- GIVEN RECORDS -
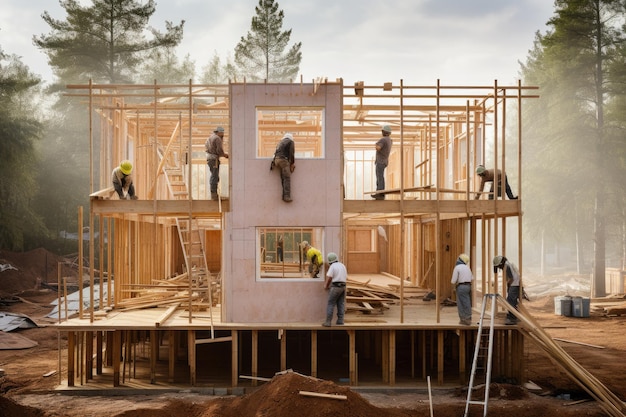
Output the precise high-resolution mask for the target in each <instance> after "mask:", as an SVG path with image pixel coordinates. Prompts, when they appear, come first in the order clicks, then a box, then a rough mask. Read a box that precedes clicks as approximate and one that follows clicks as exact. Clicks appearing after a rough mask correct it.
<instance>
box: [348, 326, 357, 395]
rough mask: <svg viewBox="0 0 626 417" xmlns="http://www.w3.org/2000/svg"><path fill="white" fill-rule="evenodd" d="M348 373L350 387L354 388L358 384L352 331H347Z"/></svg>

==

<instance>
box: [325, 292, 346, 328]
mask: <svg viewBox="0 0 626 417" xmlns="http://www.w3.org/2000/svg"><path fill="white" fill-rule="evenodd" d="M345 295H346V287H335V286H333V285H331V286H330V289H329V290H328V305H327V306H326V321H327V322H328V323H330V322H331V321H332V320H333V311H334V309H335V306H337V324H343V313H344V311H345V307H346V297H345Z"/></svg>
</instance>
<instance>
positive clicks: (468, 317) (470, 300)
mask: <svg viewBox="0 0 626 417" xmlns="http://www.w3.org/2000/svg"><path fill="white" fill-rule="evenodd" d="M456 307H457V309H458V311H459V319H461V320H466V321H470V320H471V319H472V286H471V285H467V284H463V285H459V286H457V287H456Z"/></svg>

- WHAT IS EXPECTED -
Copy out the rows from the line containing "Output the precise" through the line containing "rough mask: <svg", both lines included, with no changes.

- OUTPUT -
Output the precise high-resolution mask for the target in each <instance> after "mask:", as an SVG path with image pixel coordinates. Prompts, when they appear, come first in the order clicks, then a box, then a rough mask. Read a box that precedes clicks as approximate and one that follows clicks as exact. Clicks appearing after a rough mask correct it.
<instance>
box: [348, 326, 357, 395]
rough mask: <svg viewBox="0 0 626 417" xmlns="http://www.w3.org/2000/svg"><path fill="white" fill-rule="evenodd" d="M348 373L350 387L354 388L358 384L352 331H347Z"/></svg>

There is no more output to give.